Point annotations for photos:
────────────────

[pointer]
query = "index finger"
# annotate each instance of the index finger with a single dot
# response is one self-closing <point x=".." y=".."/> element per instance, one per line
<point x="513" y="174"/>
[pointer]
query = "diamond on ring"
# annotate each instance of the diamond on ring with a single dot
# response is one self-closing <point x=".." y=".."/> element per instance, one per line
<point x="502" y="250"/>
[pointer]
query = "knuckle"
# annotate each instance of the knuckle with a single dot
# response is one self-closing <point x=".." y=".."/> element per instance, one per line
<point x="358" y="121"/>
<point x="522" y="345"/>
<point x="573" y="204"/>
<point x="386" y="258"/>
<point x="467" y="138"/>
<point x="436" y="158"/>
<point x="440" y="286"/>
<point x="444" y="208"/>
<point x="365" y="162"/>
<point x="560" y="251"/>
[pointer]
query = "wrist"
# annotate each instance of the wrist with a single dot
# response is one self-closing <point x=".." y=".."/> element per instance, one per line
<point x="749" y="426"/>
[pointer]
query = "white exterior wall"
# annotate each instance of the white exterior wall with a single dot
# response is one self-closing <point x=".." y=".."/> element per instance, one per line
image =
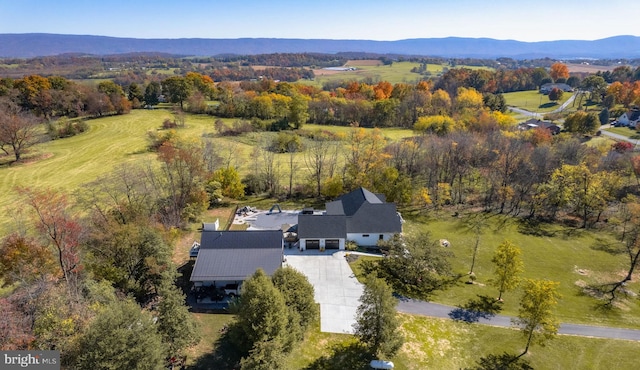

────────────────

EXERCISE GOAL:
Please show each line above that contains the word "query", copying every such line in full.

COMPLETE RESPONSE:
query = "index finger"
query = "diamond on ring"
query = "knuckle"
query = "wrist"
query = "white exterior wall"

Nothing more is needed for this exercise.